- _YOUR OBJECTIVE_
Only the lines from the one with "Query: short dark hair" onward are wanted, through the last line of the entries, set down exactly.

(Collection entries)

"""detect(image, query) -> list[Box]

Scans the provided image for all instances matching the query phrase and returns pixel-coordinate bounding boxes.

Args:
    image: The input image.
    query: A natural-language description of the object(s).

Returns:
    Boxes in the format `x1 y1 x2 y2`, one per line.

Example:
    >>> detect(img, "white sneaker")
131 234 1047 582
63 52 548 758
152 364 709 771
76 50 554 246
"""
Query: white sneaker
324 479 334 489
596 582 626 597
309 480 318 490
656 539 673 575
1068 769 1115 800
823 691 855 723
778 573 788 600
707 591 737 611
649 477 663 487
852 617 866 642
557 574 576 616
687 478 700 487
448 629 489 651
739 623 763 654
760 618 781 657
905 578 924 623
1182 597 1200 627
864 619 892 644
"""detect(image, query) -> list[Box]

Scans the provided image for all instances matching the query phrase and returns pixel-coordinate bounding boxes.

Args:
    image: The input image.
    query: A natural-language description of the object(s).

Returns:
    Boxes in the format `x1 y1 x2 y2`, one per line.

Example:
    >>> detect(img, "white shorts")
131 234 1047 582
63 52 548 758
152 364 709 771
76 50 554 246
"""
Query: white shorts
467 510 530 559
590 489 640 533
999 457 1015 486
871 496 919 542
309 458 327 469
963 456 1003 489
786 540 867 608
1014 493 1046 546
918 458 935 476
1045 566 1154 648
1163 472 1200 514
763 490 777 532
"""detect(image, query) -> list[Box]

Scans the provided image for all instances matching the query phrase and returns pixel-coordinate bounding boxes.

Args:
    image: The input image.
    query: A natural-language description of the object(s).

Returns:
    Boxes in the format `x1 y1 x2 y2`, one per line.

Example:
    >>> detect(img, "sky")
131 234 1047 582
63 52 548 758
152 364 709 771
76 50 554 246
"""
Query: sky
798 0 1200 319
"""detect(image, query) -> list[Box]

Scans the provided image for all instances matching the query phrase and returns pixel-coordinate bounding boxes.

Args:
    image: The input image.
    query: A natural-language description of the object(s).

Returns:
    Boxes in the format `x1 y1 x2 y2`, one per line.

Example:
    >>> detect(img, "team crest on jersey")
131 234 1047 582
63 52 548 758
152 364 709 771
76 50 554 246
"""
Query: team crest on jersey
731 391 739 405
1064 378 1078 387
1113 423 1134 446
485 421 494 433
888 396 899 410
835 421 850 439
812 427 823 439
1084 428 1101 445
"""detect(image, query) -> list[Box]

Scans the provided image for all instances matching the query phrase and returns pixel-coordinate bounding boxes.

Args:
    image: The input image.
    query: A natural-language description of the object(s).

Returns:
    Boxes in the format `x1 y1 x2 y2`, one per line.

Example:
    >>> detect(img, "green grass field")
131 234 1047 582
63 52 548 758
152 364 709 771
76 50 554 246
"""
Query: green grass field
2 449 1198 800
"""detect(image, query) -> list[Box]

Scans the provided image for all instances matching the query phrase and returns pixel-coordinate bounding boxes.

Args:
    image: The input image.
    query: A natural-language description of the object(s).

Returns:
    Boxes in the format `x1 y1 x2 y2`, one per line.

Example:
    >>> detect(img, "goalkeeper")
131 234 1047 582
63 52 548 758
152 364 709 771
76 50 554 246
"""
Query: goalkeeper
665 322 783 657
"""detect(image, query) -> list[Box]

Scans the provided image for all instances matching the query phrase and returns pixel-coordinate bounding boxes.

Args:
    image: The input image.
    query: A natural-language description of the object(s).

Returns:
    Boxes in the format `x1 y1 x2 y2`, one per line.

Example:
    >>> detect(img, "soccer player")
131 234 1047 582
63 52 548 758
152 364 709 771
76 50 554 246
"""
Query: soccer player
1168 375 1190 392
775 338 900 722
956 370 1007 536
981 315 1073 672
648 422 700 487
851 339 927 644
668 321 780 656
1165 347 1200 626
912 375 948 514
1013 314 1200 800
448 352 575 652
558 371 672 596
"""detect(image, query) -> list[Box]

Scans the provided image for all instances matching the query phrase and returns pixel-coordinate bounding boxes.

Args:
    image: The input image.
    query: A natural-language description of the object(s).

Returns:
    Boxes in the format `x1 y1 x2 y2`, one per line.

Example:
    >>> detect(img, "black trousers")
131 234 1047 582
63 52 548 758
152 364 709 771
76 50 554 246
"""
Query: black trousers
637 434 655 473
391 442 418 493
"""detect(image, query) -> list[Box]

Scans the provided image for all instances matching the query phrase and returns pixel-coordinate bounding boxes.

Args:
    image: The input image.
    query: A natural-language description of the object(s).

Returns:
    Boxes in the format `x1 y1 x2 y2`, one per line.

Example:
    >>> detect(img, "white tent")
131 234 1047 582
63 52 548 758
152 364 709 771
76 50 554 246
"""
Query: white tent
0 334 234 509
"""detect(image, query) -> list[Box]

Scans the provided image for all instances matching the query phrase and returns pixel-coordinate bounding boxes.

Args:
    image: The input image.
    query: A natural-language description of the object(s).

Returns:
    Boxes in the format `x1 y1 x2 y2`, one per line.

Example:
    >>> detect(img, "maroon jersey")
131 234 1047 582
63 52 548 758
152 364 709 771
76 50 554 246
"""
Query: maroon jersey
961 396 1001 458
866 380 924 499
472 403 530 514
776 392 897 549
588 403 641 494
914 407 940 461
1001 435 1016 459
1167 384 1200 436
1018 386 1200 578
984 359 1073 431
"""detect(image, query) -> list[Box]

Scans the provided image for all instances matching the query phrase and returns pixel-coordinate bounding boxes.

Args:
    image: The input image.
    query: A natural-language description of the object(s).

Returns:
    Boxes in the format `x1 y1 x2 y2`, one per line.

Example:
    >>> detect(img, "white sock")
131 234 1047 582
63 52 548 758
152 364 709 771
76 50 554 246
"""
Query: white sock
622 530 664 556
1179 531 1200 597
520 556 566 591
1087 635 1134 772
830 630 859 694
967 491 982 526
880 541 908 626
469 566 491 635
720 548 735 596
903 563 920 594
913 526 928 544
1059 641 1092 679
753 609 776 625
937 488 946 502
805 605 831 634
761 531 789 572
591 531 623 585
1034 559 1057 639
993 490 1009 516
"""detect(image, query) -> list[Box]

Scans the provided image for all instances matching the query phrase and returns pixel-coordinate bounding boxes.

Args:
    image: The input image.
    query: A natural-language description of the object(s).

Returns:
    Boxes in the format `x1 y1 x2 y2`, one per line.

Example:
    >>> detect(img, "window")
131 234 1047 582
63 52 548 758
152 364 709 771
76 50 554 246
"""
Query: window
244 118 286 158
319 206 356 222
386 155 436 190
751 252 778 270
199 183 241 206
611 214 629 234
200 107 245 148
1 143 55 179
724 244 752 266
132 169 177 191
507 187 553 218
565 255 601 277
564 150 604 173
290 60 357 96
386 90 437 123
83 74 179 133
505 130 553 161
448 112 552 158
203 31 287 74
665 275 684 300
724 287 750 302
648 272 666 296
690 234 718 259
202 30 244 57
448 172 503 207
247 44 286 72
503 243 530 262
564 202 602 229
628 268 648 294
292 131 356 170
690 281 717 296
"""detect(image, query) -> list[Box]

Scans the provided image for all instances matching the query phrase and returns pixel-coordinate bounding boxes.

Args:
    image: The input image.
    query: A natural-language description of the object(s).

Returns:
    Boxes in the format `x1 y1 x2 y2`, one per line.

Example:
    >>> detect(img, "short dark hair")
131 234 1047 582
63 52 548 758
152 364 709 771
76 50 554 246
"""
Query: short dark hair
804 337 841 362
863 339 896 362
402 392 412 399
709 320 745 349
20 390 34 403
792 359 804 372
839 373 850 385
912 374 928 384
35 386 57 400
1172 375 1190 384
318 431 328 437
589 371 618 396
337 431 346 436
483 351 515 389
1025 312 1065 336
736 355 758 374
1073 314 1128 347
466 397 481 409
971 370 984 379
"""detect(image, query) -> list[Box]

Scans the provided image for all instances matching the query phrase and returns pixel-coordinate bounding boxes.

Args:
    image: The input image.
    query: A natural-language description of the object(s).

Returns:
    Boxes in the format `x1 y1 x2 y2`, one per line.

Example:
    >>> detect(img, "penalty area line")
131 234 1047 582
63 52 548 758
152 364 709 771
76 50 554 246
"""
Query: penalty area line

- _ANSWER TO THIS TASK_
Query: short dark hair
804 337 841 362
863 339 896 362
402 392 412 399
709 320 745 349
20 390 34 403
792 359 804 372
839 373 850 385
912 374 928 384
35 386 57 400
1172 375 1190 384
318 431 328 437
589 371 618 396
337 431 346 436
483 351 515 389
1025 312 1065 336
736 355 758 374
1073 314 1128 347
466 397 481 409
971 370 984 379
"""detect(image, query) -> list[Box]

Scans the provided image for all instances matching the query phrase and returns pixel-coordinate bounding boxes.

Args:
    image: The input image.
    query: A natural-language description of the object(s).

Returns:
    Boxes in the format `x1 y1 x2 y2`, one per line.

Example:
    >>> detect(img, "penalty area line")
131 234 1047 582
63 52 548 758
152 364 709 771
76 50 554 246
"""
Query: penalty area line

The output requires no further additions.